# Task
Give the records back in full, exactly as they read.

Dataset section start

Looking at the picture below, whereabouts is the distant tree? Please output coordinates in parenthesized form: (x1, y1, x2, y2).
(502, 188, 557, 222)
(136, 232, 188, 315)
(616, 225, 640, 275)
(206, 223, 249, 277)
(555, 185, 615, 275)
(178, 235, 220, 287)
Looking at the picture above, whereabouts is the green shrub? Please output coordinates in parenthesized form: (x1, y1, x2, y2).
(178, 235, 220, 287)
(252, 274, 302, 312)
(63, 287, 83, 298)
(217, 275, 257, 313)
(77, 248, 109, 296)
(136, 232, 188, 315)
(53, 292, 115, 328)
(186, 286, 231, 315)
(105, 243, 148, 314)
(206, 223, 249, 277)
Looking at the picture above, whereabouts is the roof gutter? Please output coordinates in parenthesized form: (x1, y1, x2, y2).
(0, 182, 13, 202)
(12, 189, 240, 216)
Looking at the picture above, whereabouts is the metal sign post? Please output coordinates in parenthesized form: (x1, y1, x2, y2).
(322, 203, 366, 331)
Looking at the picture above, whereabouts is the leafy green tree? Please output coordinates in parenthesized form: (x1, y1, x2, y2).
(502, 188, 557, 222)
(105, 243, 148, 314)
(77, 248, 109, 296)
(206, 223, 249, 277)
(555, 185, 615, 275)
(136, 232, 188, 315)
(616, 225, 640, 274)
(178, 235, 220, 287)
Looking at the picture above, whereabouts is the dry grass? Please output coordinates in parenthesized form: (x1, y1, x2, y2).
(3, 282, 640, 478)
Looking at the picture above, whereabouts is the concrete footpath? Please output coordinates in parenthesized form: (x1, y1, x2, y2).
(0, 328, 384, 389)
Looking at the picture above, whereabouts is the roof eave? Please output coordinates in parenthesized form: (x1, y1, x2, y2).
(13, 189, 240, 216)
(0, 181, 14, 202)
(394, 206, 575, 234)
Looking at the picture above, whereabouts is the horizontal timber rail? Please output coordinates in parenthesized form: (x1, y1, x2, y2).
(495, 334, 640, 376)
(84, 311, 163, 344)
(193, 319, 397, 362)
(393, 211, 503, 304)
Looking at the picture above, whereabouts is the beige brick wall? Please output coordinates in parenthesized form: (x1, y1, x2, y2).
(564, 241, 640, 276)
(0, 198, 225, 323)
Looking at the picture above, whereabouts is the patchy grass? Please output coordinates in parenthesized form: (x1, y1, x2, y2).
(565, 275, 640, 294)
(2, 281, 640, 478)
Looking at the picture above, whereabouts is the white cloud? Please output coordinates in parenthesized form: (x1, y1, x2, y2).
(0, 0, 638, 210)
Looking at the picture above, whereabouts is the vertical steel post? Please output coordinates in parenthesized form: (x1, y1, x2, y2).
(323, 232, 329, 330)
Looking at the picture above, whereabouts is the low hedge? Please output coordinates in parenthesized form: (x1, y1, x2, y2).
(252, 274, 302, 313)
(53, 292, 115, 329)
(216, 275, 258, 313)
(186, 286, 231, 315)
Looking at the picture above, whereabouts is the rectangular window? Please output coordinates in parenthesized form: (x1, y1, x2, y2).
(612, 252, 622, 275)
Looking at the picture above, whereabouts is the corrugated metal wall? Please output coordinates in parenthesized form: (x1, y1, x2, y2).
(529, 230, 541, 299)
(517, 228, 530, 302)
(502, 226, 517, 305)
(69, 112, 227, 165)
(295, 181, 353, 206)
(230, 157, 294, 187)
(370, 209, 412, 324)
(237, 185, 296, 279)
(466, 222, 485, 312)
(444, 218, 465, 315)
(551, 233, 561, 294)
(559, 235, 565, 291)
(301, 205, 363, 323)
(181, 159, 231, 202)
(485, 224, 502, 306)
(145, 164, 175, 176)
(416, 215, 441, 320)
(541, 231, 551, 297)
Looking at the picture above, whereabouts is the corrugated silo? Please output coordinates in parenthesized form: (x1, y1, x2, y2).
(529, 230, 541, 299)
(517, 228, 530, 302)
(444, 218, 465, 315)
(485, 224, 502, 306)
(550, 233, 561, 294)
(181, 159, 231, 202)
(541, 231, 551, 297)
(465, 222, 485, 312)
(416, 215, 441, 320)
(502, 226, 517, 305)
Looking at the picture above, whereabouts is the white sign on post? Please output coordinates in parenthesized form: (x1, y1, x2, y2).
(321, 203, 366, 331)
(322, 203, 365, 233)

Dataset section end

# Result below
Looking at the picture below, whereabouts is the distant tree? Please output coordinates in parenthesized form: (x1, y1, x2, y2).
(502, 188, 557, 222)
(136, 232, 188, 315)
(616, 225, 640, 275)
(206, 223, 249, 277)
(555, 185, 615, 275)
(178, 235, 220, 287)
Looking at the picture above, whereabouts is the green shrub? Please output coordinates in parenthesized form: (x1, y1, x2, y2).
(178, 235, 220, 287)
(252, 274, 302, 312)
(63, 287, 83, 298)
(217, 275, 257, 313)
(77, 248, 109, 296)
(136, 232, 188, 315)
(53, 292, 115, 328)
(186, 286, 231, 315)
(105, 243, 148, 314)
(206, 223, 249, 277)
Looking at the picture above, whereabouts is the roof gutter? Please output coordinates in parenthesized form: (x1, y1, x2, y2).
(0, 182, 13, 202)
(12, 189, 240, 216)
Looking at the picture above, whereabouts is the metal sign post? Please output coordinates in parenthesized form: (x1, y1, x2, y2).
(322, 203, 366, 331)
Looking at the picture above, whereabouts is the leafy green tree? Please output coordinates in parenthesized form: (x1, y1, x2, y2).
(502, 188, 557, 222)
(105, 243, 148, 314)
(77, 248, 109, 296)
(206, 223, 249, 277)
(555, 185, 615, 275)
(136, 232, 188, 315)
(616, 225, 640, 274)
(178, 235, 220, 287)
Looking at the picture above, whereabouts is the dry grass? Please output coordinates in parenthesized form: (x1, y1, x2, y2).
(3, 282, 640, 478)
Looking at the picture above, whereabouts is the concrete footpath? Please output coordinates in parenthesized form: (x1, y1, x2, y2).
(0, 328, 384, 389)
Looking at the picture above, whereabouts is the roof eave? Please output coordinates in parenthesized form: (x1, y1, x2, y2).
(13, 189, 240, 216)
(0, 181, 14, 202)
(394, 206, 575, 234)
Looking at the picture above, whereabouts is the horizontal timber rail? Please output coordinates in parenthesized form: (x1, y1, x2, y2).
(495, 334, 640, 376)
(84, 311, 163, 344)
(193, 319, 397, 362)
(393, 211, 503, 304)
Looking at the picture above, whereabouts is the beige brick wall? Please output coordinates in parenthesized form: (x1, y1, x2, y2).
(564, 241, 640, 276)
(0, 198, 225, 323)
Looking at the picture above, whereabouts is the patchy grass? Please output coordinates in parenthesized form: (x1, y1, x2, y2).
(565, 275, 640, 294)
(2, 281, 640, 478)
Looking at the picture above, whereabouts is the white cloud? Please output coordinates in parenthesized form: (x1, y1, x2, y2).
(0, 0, 638, 210)
Looking at the picture above, whereabouts is the vertical steel post? Please output coordinates in parenthesized form: (x1, y1, x2, y2).
(323, 232, 329, 330)
Looking at the picture above, whereabouts is the low hedge? Please output coordinates in parenthesized form: (x1, y1, x2, y2).
(252, 274, 302, 313)
(53, 292, 115, 329)
(216, 275, 258, 313)
(186, 286, 231, 315)
Looking at the picture above, whereabouts is the rectangular window? Please output coordinates in parenthesized form: (x1, y1, x2, y2).
(612, 252, 622, 275)
Looking at the picture above, whereabouts is the corrugated metal wall? Please output coordinates in parenthesized form: (x1, y1, x2, y2).
(529, 230, 541, 299)
(517, 228, 530, 302)
(502, 226, 517, 305)
(69, 112, 227, 165)
(295, 181, 353, 206)
(230, 157, 294, 187)
(370, 209, 412, 324)
(237, 185, 296, 279)
(466, 222, 485, 312)
(444, 218, 465, 315)
(551, 233, 561, 294)
(559, 235, 565, 291)
(301, 205, 363, 323)
(181, 159, 231, 202)
(485, 224, 502, 306)
(145, 164, 175, 176)
(416, 215, 441, 320)
(541, 231, 551, 297)
Looking at the picture above, whereabouts is the corrugated silo? Please output coordinates in parenthesized form: (x1, y1, x2, y2).
(529, 230, 541, 299)
(517, 228, 530, 302)
(444, 218, 465, 315)
(485, 224, 502, 306)
(550, 233, 561, 294)
(181, 159, 231, 202)
(541, 231, 551, 297)
(465, 222, 485, 312)
(416, 215, 441, 320)
(502, 226, 517, 305)
Looking at the picture above, whereabouts is the white sign on post? Please output coordinates in parenthesized form: (x1, y1, x2, y2).
(321, 203, 366, 331)
(322, 203, 365, 233)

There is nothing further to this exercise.